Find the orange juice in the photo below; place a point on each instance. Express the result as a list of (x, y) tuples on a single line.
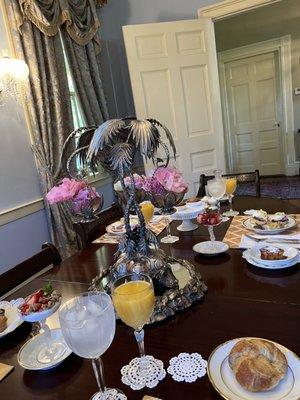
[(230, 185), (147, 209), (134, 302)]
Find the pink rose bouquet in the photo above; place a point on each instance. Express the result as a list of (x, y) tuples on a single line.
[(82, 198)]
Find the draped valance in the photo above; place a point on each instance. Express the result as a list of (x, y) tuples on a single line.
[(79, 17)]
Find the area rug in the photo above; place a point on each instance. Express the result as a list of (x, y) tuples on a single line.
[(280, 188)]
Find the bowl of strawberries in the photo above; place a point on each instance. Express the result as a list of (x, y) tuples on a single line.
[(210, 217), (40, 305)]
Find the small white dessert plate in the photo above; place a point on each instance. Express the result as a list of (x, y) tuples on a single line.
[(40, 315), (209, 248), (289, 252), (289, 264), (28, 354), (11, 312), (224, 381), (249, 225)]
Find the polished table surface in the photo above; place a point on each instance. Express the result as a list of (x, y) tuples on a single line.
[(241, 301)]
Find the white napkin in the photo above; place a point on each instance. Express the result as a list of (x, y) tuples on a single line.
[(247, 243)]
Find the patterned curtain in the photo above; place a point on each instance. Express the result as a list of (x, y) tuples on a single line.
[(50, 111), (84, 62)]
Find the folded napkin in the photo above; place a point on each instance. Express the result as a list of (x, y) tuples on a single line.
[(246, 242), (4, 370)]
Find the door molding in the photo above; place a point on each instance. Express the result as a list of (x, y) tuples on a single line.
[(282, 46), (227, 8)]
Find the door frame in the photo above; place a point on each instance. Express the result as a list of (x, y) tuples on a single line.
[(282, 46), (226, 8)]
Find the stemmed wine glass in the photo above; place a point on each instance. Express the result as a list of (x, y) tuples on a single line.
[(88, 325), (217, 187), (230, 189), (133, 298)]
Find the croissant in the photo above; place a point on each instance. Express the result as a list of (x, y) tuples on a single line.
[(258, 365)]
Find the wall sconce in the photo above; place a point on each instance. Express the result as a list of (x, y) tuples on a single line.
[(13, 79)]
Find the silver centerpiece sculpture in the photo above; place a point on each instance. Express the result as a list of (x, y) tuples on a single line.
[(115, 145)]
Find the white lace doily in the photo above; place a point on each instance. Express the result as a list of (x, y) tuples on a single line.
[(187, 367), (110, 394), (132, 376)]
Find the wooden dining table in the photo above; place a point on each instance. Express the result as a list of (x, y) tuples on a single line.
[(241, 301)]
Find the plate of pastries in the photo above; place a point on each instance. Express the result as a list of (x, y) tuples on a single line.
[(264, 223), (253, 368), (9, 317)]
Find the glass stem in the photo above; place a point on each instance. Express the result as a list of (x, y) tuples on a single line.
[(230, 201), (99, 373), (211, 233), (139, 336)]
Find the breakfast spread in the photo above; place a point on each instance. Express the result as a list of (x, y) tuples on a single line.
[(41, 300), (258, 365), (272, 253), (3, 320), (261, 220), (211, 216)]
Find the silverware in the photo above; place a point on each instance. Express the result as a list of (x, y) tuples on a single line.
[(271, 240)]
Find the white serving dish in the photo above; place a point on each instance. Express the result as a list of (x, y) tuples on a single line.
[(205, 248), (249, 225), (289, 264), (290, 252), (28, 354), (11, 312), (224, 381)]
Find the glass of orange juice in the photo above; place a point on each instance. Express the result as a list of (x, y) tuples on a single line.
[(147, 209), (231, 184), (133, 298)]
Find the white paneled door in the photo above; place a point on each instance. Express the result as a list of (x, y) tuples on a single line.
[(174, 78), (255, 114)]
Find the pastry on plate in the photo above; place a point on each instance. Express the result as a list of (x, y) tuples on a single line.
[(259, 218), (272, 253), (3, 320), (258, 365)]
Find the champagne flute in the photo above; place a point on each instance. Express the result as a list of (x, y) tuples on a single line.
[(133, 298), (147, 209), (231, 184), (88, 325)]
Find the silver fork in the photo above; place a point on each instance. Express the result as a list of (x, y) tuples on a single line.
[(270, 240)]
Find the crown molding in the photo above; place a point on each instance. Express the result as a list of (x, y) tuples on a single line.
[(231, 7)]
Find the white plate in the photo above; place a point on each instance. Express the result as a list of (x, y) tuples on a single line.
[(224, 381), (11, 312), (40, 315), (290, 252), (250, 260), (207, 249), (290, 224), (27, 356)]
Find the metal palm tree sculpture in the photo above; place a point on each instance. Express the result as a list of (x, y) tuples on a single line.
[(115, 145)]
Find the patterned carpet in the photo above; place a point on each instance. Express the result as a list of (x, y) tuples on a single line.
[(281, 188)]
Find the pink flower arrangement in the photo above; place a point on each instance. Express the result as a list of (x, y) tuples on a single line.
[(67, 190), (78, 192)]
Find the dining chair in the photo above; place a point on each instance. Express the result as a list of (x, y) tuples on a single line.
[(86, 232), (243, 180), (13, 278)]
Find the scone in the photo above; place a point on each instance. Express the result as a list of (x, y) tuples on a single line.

**The exercise**
Swap "photo" for "image" throughout all the items above and write them out again with nothing else changed. Leave the pictures out.

**Task response**
Find the orange juice in the image below; place a point on each instance. Express the result as a list of (x, y) tuples on a single line.
[(230, 185), (147, 209), (134, 302)]
Find the pink rose bouquet in the image above; place a point on each instance. Express the result as a list of (x, y) tuples on a single line.
[(82, 198)]
Find the draped valance in the image above; place a point on each instance. Express the result as a list of (x, y) tuples on a single line.
[(79, 17)]
Find the area rug in the image above; place a point on each instance. Express the result as a list of (x, y) tuples on a single line.
[(280, 188)]
Find the bowl of strawberries in the image above; place a point on each instance. Express the result as a list of (x, y) tuples on a single line.
[(210, 217), (40, 305)]
Find the small white dessert plate in the image above; place a point on each instance. Express the result as a list of (x, y) tuples on a single line.
[(40, 315), (209, 248), (289, 252), (289, 264), (28, 354), (11, 312), (224, 381), (249, 225)]
Find the polished table surface in the image above; place a point on each instance. Express the result as a list of (x, y) tuples on a single line.
[(241, 301)]
Find the white napkin in the image above; place a point on each instance. Express the result as a list of (x, y) tuples on a single line.
[(247, 243)]
Find the patterned curtain in the image above; place a point on each instance. Express the result as a list of (x, y) tuples on a single line.
[(50, 111), (84, 62)]
Find the folded napkin in the image above; place a point on each instance. Express the result as a list of (x, y) tuples on a single line.
[(246, 242), (4, 370)]
Find the door molding in the image above; place a point on each instance. Express the result as a list of (x, y) tuples on a single line.
[(282, 46), (227, 8)]
Find the door frame in the image above; place a point on each instance. Express the result as a list of (x, y) tuples on a single line.
[(282, 46), (226, 8)]
Find the stemmed wine glass in the image above; place a point on each instance. Express the result as a list of (x, y) tuples on a single line.
[(88, 325), (217, 187), (230, 189), (133, 298)]
Find the croissant in the image above; place a point on each instance. Express the result as a list of (x, y) tuples on a single line.
[(258, 365)]
Find the wall sconce in the image above; place a point on each instance. Express the result as a list of (x, y) tuples on a single line.
[(13, 79)]
Find the silver centerpiece sculpture in the image above; place a point on each instance. Express the result as a list of (x, y) tuples on a single line.
[(115, 145)]
Find the white lace doily in the image above; place a point on each instance. Express the result as a list of (x, y) tuples on a single line.
[(187, 367), (110, 394), (132, 376)]
Find the wooden dining table in the image above; place a point on each instance. Express the result as a list of (x, y) tuples on a single line.
[(241, 301)]
Find the plate of pastries in the image above; place a point on each instance. Express the result as a list of (x, y) tuples on a single line.
[(264, 223), (253, 368), (9, 317)]
Find the glass stem in the image above; place a point on each instance. Express the result as a list of (x, y) tuples on a single line.
[(230, 201), (99, 373), (211, 233), (139, 336)]
Find the breakfast spread in the image above; place a point on each instance. Express the result as a list of (x, y) tuples on a single line.
[(41, 300), (258, 365), (272, 253), (3, 320), (261, 220), (211, 216)]
Find the silverware in the image above; place a point on each instance. Express the result as a list of (x, y) tuples on a single line.
[(271, 240)]
Find the white serving dish in the image above; place a point on each instance. Express the result as a list of (x, y) tuples on a single line.
[(205, 248), (249, 225), (289, 264), (290, 252), (28, 354), (11, 312), (224, 381)]
Find the glass of orange juice in the image above; place a point on each instance. Express the result as a list of (x, y) tuples on a single line.
[(147, 209), (231, 184), (133, 298)]
Find the white paneled door in the image above; place a point on each instance. Express the result as a list of (x, y) tuples on a single line.
[(174, 78), (255, 114)]
Find the pastry on plate in the image above; place a point on each instance. Express the result as a list of (x, y) tuples on a single line.
[(259, 218), (272, 253), (3, 320), (258, 365)]
Find the champagne flute in the image above; place a point on each instance. Express the result as a list of (x, y) tuples on a single line.
[(133, 298), (147, 209), (231, 184), (88, 325)]
Find the silver fork in the image above; place a point on each instance. Express the result as a list of (x, y) tuples on a single line.
[(270, 240)]
Find the crown molding in the image above; place a point on each instance. Express the result as a list of (x, y) tuples on a single line.
[(231, 7)]
Find the white plate in the image above; place a point on each instance. Express the result as a list of (x, y) tuples on a single line.
[(224, 381), (11, 312), (40, 315), (290, 252), (250, 260), (207, 249), (290, 224), (27, 356)]
Find the metal palm tree sculpture in the image above; place a point on each instance. Express the result as a list of (x, y) tuples on a single line.
[(115, 145)]
Find the patterned carpet in the image above; place a point on each instance. Express the result as a list of (x, y) tuples on a single line.
[(281, 188)]
Find the pink flower arrangement in the image above; place a point on each instance. Express the result as a list of (x, y) tuples on a single line.
[(67, 190), (78, 192)]
Find the dining chair in the image above; place a point on each instance. Express the result as a list of (x, y) tuples on a single line.
[(86, 232), (243, 180), (13, 278)]
Find the scone in the image above; place a point on each instance. Express the result as a list of (x, y) tuples on a single line.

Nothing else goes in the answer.